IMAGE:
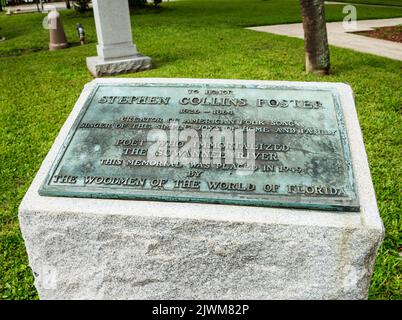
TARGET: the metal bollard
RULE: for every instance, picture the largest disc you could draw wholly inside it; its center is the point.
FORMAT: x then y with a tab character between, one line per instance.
57	36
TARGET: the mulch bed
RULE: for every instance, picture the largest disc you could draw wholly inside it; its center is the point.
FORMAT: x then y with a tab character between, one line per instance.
386	33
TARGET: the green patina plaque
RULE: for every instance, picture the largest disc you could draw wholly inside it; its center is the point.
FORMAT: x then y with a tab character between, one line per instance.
261	145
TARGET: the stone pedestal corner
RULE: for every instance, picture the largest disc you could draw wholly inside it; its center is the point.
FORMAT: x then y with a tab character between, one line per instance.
82	248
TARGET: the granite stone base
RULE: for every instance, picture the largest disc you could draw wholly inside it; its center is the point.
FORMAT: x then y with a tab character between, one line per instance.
82	248
100	67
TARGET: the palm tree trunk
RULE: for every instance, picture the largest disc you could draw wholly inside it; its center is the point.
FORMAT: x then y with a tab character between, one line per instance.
315	36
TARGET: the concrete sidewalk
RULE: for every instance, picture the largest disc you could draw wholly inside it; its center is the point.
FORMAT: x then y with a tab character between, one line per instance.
340	37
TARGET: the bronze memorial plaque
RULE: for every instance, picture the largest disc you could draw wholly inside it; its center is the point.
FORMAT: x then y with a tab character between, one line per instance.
261	145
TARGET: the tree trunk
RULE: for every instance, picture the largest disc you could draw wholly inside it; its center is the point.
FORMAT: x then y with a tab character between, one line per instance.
315	36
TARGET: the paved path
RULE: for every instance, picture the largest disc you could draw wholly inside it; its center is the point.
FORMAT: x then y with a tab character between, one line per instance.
340	37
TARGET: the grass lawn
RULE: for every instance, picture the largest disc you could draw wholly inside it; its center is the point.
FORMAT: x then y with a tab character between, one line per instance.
200	39
380	2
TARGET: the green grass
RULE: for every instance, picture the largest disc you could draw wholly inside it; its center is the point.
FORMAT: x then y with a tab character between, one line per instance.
379	2
200	39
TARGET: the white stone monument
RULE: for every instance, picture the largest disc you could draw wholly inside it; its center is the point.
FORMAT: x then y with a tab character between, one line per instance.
83	248
116	51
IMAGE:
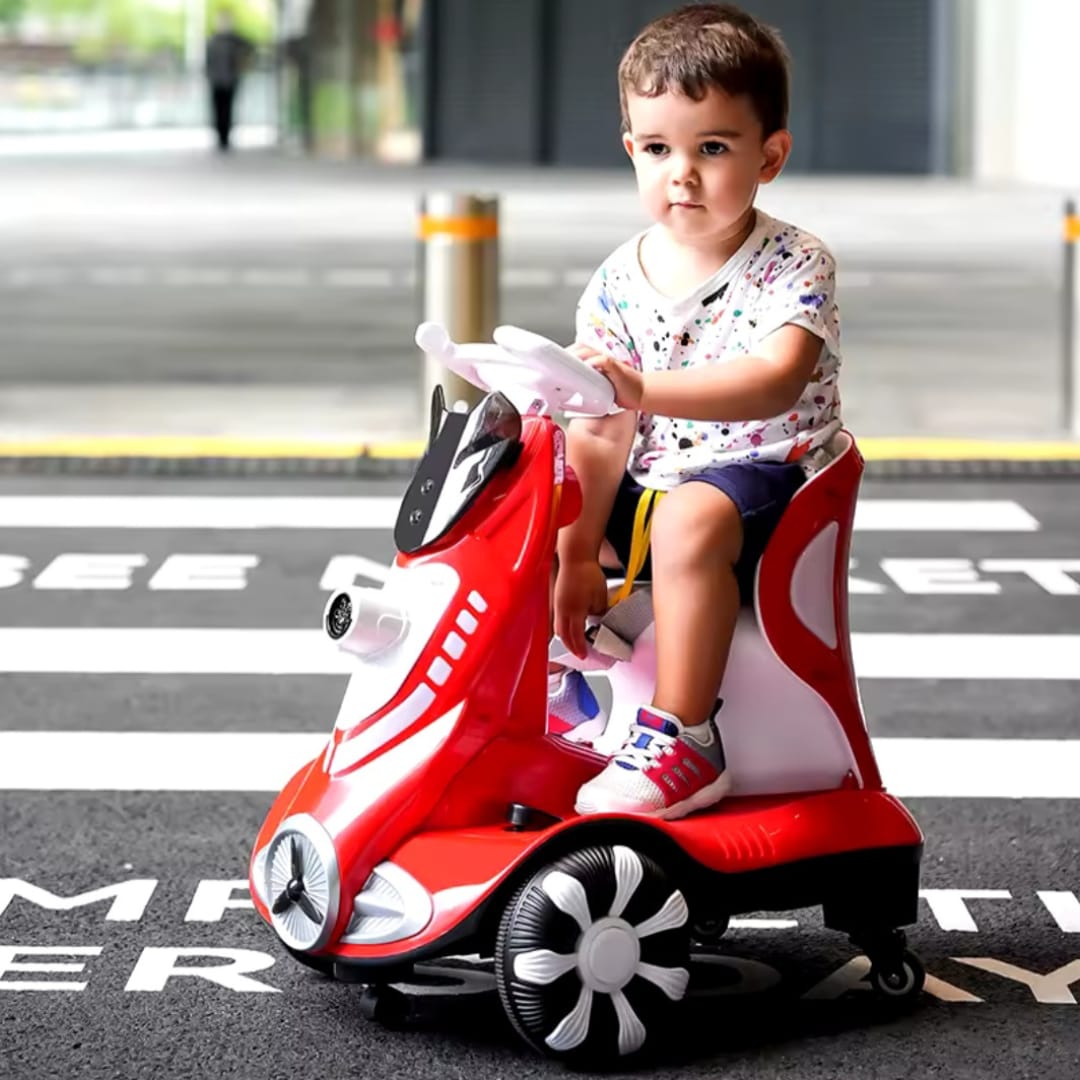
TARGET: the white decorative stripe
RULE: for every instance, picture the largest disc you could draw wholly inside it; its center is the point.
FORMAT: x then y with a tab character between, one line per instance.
541	966
672	981
389	727
574	1027
671	916
389	769
628	877
440	671
568	894
454	645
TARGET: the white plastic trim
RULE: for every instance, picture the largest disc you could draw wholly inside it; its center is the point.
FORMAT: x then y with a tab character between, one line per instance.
392	905
424	592
812	584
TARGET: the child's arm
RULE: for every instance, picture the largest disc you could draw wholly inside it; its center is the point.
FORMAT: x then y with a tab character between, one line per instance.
597	450
745	388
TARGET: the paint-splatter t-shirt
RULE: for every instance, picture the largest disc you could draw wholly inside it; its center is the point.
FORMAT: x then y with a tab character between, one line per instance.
781	274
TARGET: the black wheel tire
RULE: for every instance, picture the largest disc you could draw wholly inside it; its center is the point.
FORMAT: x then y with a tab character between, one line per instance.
900	980
574	985
709	930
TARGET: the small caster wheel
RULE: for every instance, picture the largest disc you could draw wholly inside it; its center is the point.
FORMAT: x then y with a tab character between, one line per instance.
899	979
709	931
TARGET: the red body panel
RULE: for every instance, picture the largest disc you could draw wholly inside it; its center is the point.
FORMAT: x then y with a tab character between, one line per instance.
443	820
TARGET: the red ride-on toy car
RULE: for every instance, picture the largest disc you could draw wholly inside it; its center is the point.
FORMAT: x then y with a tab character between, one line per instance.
440	819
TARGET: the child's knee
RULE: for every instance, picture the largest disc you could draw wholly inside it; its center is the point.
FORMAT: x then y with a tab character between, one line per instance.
697	521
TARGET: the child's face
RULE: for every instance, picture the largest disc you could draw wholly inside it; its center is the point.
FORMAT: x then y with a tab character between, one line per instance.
699	163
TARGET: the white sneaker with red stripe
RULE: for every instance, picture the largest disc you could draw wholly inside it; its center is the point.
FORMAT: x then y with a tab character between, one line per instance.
664	769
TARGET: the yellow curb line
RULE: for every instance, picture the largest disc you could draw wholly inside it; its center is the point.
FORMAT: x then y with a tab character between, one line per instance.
874	448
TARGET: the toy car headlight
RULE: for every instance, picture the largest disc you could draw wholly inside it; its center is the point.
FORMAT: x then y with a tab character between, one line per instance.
363	621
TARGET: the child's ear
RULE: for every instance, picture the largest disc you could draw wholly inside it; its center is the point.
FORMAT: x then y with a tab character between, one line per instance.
775	150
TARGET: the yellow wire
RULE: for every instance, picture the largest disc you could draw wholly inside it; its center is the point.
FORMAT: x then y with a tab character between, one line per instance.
639	541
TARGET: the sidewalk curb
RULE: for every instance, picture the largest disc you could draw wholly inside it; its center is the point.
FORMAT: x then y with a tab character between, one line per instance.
216	456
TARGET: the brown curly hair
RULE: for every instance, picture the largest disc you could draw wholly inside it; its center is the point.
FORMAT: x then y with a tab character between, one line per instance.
706	45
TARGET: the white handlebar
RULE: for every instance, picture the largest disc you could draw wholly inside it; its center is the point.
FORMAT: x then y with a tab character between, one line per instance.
528	368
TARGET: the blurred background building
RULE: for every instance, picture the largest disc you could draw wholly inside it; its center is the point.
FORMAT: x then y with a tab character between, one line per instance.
981	89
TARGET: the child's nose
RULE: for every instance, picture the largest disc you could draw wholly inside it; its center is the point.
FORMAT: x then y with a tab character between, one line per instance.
683	170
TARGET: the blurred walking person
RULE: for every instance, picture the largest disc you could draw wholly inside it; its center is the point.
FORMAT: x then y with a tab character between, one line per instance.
228	54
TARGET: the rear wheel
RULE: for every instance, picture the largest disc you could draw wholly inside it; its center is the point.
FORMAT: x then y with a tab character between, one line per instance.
593	955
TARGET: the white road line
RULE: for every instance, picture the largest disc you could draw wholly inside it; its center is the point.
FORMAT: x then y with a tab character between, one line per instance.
525	278
967	656
259	761
380	512
943	515
197	512
359	278
202	650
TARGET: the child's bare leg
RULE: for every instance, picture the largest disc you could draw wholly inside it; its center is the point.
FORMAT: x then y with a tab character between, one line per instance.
697	538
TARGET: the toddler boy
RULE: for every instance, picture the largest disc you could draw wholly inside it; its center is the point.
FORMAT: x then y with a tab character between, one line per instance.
718	329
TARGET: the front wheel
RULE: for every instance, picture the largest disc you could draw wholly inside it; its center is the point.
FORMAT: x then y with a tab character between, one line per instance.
900	980
593	955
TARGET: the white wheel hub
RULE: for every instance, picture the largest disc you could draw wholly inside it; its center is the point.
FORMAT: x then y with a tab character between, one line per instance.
608	955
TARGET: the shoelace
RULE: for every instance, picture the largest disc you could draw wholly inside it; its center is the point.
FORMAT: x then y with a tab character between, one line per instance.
644	757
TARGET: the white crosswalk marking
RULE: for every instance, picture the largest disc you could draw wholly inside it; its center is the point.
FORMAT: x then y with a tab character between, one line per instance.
262	761
213	650
380	512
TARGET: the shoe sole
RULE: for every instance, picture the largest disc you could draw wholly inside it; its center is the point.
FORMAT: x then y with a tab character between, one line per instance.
700	800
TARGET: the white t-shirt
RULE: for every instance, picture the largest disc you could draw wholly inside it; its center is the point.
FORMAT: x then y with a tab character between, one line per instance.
781	274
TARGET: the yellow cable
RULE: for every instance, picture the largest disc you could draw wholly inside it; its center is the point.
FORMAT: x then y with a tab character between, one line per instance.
639	540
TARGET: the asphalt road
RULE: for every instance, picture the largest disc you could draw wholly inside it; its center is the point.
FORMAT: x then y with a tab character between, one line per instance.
774	1000
181	270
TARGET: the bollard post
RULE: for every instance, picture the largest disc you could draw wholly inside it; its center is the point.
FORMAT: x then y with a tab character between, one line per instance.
1070	316
459	274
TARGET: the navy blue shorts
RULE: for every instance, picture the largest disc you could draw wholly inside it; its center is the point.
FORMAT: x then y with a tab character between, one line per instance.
760	491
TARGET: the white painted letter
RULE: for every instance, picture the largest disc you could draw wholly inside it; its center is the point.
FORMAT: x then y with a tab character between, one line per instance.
8	954
948	907
343	571
927	576
89	571
12	570
213	899
1052	574
856	586
157	966
1065	908
1052	989
204	571
129	898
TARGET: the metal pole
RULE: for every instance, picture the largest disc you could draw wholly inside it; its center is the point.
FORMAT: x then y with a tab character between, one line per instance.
1070	368
459	270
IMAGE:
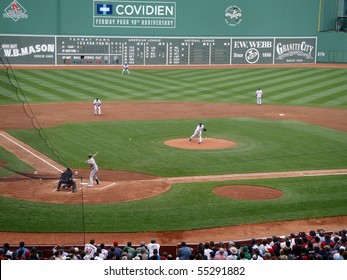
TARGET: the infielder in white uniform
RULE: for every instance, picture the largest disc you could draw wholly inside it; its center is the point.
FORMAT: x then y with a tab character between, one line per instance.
258	94
125	69
93	170
198	131
97	106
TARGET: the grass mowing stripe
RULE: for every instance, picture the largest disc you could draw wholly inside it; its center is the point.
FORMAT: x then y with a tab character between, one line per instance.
177	84
289	147
299	201
321	92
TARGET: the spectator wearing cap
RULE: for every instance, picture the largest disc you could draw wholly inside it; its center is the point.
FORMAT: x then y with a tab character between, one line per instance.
99	256
244	253
213	247
117	251
221	254
230	245
233	254
33	254
312	234
155	255
59	247
256	255
200	250
321	235
90	248
151	246
103	250
143	254
139	249
207	250
2	255
184	252
8	253
22	248
131	250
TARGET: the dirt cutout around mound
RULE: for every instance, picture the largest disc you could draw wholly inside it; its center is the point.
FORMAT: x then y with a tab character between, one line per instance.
119	186
206	144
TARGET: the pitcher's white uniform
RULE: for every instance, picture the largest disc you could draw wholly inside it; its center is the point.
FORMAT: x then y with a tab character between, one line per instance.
258	94
97	106
198	131
125	69
94	168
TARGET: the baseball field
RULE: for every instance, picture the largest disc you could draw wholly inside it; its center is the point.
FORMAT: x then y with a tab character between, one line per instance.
284	171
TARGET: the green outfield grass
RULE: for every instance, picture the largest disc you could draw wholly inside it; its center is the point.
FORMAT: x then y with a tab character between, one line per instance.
263	145
183	207
324	87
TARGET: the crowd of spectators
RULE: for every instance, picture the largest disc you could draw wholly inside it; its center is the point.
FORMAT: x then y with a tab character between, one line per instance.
315	245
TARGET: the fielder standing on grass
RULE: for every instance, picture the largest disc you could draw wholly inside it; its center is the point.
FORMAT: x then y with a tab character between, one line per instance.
97	106
259	94
125	69
198	131
93	170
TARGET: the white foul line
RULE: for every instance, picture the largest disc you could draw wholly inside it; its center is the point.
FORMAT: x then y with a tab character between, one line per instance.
30	152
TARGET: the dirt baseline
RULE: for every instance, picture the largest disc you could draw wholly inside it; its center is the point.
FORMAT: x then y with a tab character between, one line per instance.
13	117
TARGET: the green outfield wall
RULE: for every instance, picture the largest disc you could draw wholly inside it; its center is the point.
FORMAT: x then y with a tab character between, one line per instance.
179	19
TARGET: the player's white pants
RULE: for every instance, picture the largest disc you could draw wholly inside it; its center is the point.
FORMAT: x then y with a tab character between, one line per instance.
97	110
92	176
258	100
196	133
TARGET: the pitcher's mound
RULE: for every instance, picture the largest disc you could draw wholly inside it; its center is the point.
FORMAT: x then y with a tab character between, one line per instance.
206	144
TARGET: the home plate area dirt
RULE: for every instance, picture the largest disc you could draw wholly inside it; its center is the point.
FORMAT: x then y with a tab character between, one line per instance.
117	186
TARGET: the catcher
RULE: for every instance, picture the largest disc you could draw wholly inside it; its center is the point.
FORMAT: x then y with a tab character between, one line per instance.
198	130
66	180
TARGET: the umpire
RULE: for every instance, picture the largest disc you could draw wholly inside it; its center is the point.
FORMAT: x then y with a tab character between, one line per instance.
67	178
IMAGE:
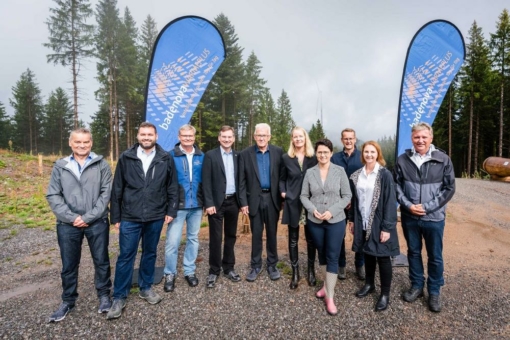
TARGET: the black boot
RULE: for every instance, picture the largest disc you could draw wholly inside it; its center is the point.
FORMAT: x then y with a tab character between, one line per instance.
293	254
295	277
310	250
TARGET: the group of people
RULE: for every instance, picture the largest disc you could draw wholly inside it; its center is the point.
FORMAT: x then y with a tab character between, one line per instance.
327	193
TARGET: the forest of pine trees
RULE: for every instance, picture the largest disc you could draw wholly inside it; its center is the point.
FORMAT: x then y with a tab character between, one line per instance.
470	125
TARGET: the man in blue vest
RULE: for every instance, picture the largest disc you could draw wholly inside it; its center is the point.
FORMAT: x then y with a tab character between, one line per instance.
350	160
188	160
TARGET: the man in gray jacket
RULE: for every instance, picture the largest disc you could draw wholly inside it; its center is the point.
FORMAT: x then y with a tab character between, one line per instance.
78	194
425	184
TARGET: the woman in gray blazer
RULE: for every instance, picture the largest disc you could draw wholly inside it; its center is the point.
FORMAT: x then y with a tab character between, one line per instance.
325	194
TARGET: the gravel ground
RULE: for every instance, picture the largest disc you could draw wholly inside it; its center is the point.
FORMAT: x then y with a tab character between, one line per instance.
473	308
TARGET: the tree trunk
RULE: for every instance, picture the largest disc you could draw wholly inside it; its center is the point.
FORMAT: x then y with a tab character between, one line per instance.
223	108
30	126
477	139
450	123
501	110
470	140
128	124
75	74
111	115
117	111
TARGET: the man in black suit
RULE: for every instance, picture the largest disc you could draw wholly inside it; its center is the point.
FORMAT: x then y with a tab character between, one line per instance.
219	185
259	171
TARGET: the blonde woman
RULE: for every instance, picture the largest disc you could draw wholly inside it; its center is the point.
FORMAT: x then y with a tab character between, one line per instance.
373	220
325	194
295	162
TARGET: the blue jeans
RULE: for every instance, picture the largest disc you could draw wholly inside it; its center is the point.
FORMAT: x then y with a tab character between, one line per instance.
432	234
359	259
70	239
193	218
130	234
328	238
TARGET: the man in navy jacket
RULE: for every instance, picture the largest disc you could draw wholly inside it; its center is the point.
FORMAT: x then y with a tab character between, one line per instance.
425	184
144	196
350	160
188	160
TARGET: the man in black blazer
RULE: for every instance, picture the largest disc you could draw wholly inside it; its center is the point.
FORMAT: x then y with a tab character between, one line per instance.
259	171
219	184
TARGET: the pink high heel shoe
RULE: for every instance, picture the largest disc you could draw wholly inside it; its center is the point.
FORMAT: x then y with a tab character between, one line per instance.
330	306
321	293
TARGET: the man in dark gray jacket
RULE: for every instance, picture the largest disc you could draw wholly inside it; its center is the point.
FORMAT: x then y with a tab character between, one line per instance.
144	197
425	183
78	194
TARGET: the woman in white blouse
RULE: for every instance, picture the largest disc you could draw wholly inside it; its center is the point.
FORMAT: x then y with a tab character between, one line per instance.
373	220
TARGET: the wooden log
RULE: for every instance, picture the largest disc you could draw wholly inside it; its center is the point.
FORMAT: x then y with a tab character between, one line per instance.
497	166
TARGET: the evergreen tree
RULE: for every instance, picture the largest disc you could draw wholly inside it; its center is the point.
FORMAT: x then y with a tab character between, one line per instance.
500	46
5	128
71	38
146	41
281	130
107	47
473	77
28	113
130	80
316	132
58	122
227	85
100	128
254	85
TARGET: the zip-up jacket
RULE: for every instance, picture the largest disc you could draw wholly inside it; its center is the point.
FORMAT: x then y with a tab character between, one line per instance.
349	163
190	192
137	197
87	196
432	185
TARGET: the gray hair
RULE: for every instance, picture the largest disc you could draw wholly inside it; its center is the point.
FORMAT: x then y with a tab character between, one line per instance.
81	130
187	127
263	126
422	126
• • •
> **WHAT THE TASK ASKS**
Go through the listing above and find each line that contains "stone", then copy it.

> **OUTPUT OF THE EXERCISE**
TARGET: the stone pedestal corner
TARGET: the granite stone base
TARGET: the white stone monument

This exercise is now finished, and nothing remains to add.